Excerpted text
# Cost of LPG (autogas) in Spain



## 100734 (Aug 28, 2006)

Hi,
Anybody know the cost of LPG bulk supply (autogas) in Spain and Portugal at the moment.

If anybody has any knowledge of the fuel stations supplying gas in Spain I would be pleased to hear of your experiences.

I am traveling down to ayamonte on the borders of Portugal and Spain next month (by the River Guardiana) and then on to Alicante. Have identified the stations shown on websites at Seville and Alicante. And I will fill up over the border in Portugal while down there, does any body know any other useful sites.

thanks

Dave and Lynn Antill


----------



## Don_Madge (May 1, 2005)

Hello Dave & Lynn,

Go to http://www.gas-tankstellen.info/menu.php?language=en_US then do a search for Spain and all will be revealed.

Don


----------



## MicknPat (Jul 18, 2005)

Dave & Lynn,

The only company that I know of in Spain that sells AUTO LPG is Repsol.

Supplied data
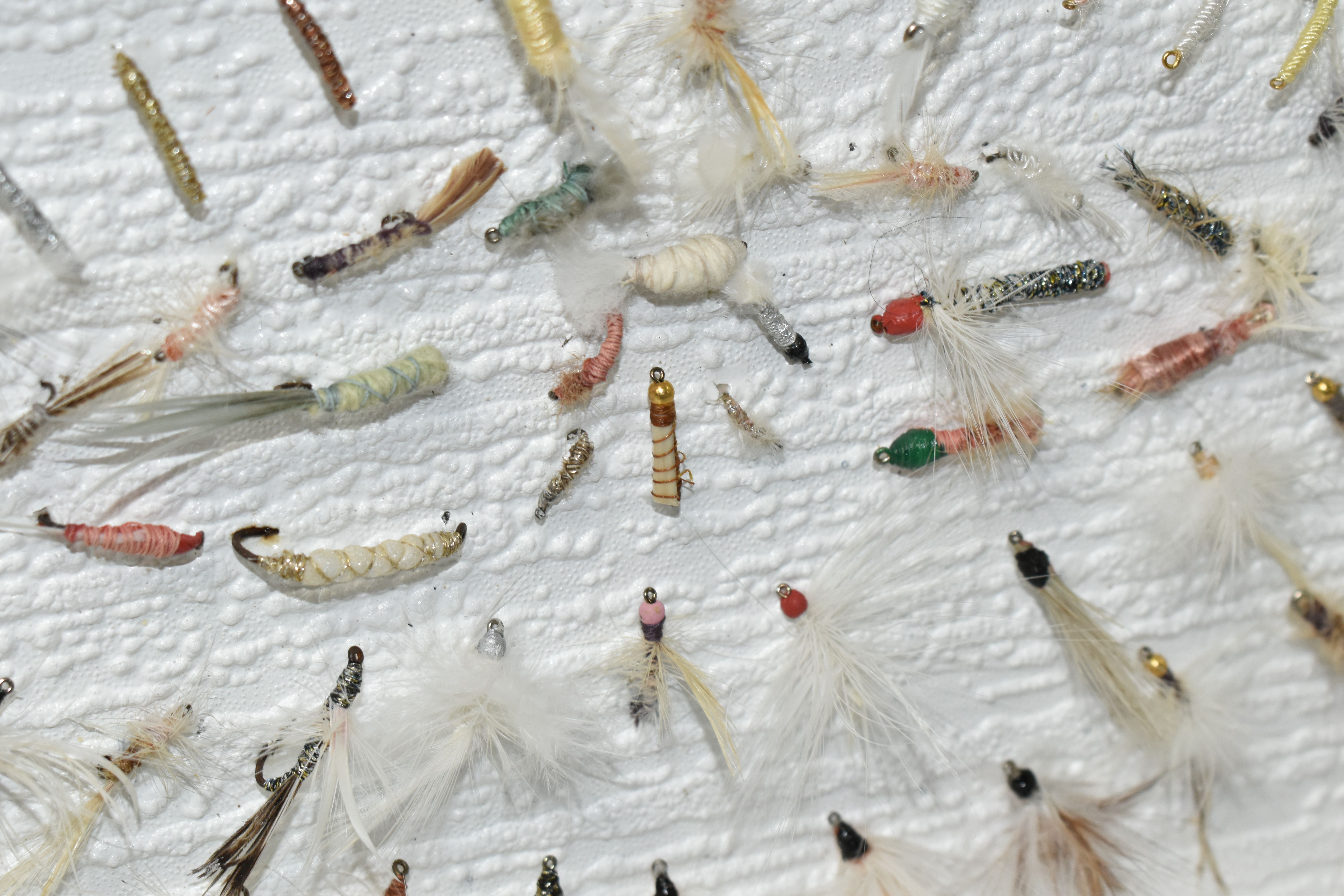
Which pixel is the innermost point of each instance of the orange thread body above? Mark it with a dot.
(576, 386)
(327, 61)
(1166, 366)
(136, 539)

Problems to work on
[1] Give the name in the heading of each post in the LPG thread.
[2] In the LPG thread, why do Dave and Lynn want to hear about fuel stations in Spain?
[3] Continue the LPG thread after its last line.

In response
[1] 100734, Don_Madge, MicknPat

[2] They are traveling next month down to Ayamonte, on the border of Portugal and Spain by the River Guardiana, and then on to Alicante.

[3]
This is a link to their map showing the locations of their filling stations .

< Click Here >

I have just myself checked out that Repsol 'link' and it appears to no longer give the address or telephone number of each filling station when you clicked on a station on the map 

We spent 7 months in Spain all on one camp site so the only LPG filling stations we visited were at Alicante and Valencia.

They are not that easy to find so check out the Multimap links I have done.

*Alicante*
www.multimap.com/map/browse.cgi?lat=38.3038&lon=-0.5218&scale=5000&icon=x

*Valencia*

www.multimap.com/map/browse.cgi?lat=39.457&lon=-0.4087&scale=5000&icon=x

Hope this helps?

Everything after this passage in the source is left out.